REQUIRED TASKS
1 – Reproduce the pro forma income statement notes verbatim between "On March 6, 2012, we" and "have been eliminated.", inclusive.
2 – Pick up the pro forma income statement notes after their final sentence and keep writing.

DOCUMENT EXCERPT
Notes to Unaudited Pro Forma Consolidated statement of income

(dollars in thousands, except share data)

 

Basis of Presentation

 


(A)                               We were organized as a Maryland real estate investment trust, or REIT, on December 19, 2011 as a wholly owned subsidiary of CommonWealth REIT, or CWH. On February 16, 2012, CWH contributed 30 properties (251 buildings, leasable lands and easements) to us with a total of approximately 21.4 million rentable square feet. In return, we issued to CWH: (i) 22,000,000 common shares (including 1,000 common shares initially issued to CWH on December 21, 2011 in connection with our formation); and (ii) a $400,000 demand promissory note, or the CWH Note.

 

On March 6, 2012, we priced our initial public offering, or IPO, of 8,000,000 common shares. The sale of these shares and an additional 1,200,000 of our common shares pursuant to the exercise in full of our IPO underwriters’ option to purchase additional shares closed on March 12, 2012 and we became a public company. We used the net proceeds from the IPO and borrowings under our revolving credit facility to repay in full the CWH Note.

 

The historical unaudited pro forma consolidated statement of income includes our accounts and the accounts of our consolidated subsidiaries. All intercompany transactions and balances have been eliminated.

STORED RECORDS

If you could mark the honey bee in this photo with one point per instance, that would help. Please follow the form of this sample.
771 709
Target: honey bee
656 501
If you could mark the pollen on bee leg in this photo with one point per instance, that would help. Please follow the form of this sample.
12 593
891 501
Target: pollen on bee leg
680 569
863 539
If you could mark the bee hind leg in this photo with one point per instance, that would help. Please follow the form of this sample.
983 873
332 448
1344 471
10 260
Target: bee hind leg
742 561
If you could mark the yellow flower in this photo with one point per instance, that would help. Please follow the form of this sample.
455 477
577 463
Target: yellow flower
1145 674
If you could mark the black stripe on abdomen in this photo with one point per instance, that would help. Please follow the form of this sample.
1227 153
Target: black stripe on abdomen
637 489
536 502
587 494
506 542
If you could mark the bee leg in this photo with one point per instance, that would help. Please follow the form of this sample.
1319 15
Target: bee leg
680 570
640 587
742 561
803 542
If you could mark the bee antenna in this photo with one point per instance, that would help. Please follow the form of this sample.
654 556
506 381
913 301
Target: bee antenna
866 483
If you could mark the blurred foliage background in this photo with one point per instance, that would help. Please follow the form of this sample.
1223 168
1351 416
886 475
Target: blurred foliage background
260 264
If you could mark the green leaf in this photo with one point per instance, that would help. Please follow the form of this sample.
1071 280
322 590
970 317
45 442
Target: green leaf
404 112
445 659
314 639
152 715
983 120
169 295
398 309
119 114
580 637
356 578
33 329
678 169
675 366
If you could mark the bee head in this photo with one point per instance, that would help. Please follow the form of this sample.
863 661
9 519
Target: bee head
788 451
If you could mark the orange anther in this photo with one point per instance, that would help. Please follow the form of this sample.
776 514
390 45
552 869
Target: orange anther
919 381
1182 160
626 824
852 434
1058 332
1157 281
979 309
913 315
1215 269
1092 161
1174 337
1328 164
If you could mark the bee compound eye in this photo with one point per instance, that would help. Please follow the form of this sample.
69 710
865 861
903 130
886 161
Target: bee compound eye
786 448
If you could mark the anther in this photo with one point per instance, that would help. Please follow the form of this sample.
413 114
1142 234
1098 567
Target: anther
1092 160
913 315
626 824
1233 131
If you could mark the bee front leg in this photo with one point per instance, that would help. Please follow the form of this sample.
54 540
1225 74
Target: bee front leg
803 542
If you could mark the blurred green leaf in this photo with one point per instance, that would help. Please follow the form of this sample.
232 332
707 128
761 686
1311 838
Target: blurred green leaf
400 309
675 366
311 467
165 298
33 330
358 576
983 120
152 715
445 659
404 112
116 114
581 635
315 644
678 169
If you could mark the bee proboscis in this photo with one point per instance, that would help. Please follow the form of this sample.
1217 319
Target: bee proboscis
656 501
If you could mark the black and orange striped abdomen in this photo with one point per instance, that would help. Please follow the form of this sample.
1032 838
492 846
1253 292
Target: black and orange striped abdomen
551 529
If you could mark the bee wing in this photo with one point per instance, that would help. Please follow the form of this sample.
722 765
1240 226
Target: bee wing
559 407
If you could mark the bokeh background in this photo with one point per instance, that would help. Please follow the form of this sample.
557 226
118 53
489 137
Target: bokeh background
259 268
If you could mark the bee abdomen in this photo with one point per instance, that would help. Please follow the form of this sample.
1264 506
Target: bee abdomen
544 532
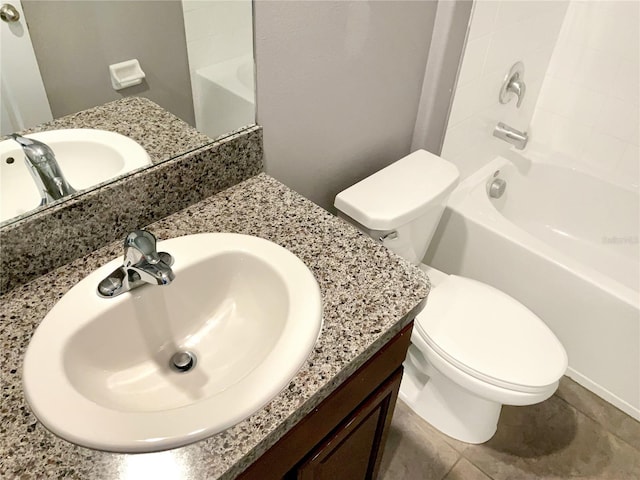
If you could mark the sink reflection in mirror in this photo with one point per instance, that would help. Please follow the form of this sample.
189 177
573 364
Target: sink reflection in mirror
86 157
100 372
51 70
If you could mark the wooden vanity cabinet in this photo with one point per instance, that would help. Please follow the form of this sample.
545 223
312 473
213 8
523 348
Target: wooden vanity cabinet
342 438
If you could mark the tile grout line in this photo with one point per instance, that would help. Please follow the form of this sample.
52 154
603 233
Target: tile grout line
604 427
452 466
474 464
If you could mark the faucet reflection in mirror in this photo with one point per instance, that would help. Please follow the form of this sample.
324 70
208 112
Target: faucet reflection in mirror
44 169
142 264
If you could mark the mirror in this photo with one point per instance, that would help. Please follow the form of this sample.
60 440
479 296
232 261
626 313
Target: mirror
195 59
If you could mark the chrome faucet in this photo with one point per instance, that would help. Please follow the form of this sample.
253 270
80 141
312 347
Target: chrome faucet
44 169
511 135
141 265
514 85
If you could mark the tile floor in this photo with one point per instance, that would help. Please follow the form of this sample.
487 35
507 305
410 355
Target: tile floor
574 434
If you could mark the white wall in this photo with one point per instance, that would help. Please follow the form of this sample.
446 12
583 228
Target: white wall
501 33
338 88
588 110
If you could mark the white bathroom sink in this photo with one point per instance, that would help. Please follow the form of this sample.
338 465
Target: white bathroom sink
97 371
87 157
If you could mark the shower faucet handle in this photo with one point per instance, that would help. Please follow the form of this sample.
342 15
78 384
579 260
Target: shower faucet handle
514 85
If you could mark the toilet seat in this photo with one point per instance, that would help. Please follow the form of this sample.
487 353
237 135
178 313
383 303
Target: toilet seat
490 336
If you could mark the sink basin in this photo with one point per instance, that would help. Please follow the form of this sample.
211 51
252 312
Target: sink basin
97 371
86 157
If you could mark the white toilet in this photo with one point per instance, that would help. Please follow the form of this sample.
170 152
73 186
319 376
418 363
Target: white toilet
474 348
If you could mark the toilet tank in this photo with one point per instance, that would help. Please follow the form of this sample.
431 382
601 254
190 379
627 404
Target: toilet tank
401 204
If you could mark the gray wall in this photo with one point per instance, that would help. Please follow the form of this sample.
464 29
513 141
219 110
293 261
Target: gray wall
339 85
76 41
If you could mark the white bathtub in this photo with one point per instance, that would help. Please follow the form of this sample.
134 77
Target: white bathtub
566 245
224 98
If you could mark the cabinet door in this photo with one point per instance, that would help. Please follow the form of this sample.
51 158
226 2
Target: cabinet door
353 450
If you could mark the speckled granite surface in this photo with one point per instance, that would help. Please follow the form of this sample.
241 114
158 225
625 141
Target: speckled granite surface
368 295
53 237
161 133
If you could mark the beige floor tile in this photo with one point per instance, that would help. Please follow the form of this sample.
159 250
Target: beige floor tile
414 451
553 440
465 470
614 420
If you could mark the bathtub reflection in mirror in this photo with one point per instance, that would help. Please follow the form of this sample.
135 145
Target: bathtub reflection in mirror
202 72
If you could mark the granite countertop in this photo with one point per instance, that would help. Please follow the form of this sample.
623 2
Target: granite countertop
369 294
161 133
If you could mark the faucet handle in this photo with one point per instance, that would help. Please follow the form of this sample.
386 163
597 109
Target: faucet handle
513 84
140 245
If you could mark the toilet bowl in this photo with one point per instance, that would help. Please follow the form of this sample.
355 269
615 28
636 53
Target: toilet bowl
473 348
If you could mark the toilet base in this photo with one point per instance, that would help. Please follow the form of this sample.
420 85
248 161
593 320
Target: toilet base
446 406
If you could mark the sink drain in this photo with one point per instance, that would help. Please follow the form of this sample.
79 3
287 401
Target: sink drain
183 361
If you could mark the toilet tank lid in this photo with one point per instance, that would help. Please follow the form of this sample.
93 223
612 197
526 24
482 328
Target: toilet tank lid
398 193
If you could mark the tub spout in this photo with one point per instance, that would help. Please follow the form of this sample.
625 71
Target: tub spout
511 135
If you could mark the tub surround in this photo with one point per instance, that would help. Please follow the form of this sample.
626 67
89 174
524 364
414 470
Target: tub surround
369 295
57 235
582 259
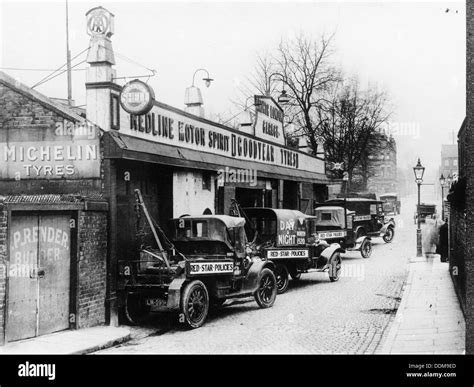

OUTPUTS FOR THE TASKS
1 –
On March 6, 2012, we priced our initial public offering, or IPO, of 8,000,000 common shares. The sale of these shares and an additional 1,200,000 of our common shares pursuant to the exercise in full of our IPO underwriters’ option to purchase additional shares closed on March 12, 2012 and we became a public company. We used the net proceeds from the IPO and borrowings under our revolving credit facility to repay in full the CWH Note.

 

The historical unaudited pro forma consolidated statement of income includes our accounts and the accounts of our consolidated subsidiaries. All intercompany transactions and balances have been eliminated.

2 –
Unaudited Pro Forma Consolidated Statements of Income Adjustments

 

(B)                               Represents the adjustment related to the July 2013 sale of 10,500,000 of our common shares in a public offering at a price of $28.25 per share. Interest savings is calculated assuming $283,000 of the net proceeds from the offering were used to repay amounts outstanding under our revolving credit facility. The interest rate used to calculate interest savings is the weighted average interest rate for the six months ended June 30, 2013, or 1.50%. A change in the interest rate by plus or minus 1/8 of a percent would increase or decrease, respectively, our annual interest expense savings by approximately $354.

 

(C)                               Represents the adjustment to revenues and certain operating expenses related to 7 properties (11 buildings) we acquired during 2013 for an aggregate purchase price of $384,820, excluding acquisition costs. Pro forma adjustments are based upon historical results, except that, for pro forma purposes, we have assumed that the lease with the prior owner that was signed immediately following our acquisition of our Addison, TX property was in place as of January 1, 2013.

 

(D)                               Adjusts non-cash straight line rent and non-cash amortization of above and below market leases related to the property acquisitions described in Note (C). We amortize capitalized acquired above and below market lease values as a reduction or an increase, respectively, to rental income over the remaining terms of the leases. The components of the rental income adjustment are as follows:

 

 

 

Pro Forma

 

 

 

Adjustment

 

Non-cash, straight line rent adjustments

 

$

(171

)

Non-cash, net above and below market lease amortization

 

(1,063

)

 

 

$

(1,234

)

 

(E)                                Adjusts other operating expenses related to the property acquisitions described in Note (C) based on our contractual obligations under our property management agreement with Reit Management & Research LLC, or RMR.

 

(F)                                 Adjusts depreciation and amortization expenses related to the property acquisitions described in Note (C). We depreciate our real estate investments on a straight line basis over estimated useful lives ranging up to 40 years.  We amortize the value of capitalized acquired in place leases, exclusive of the value of acquired above market and below market lease values, on a straight line basis over the terms of the associated leases.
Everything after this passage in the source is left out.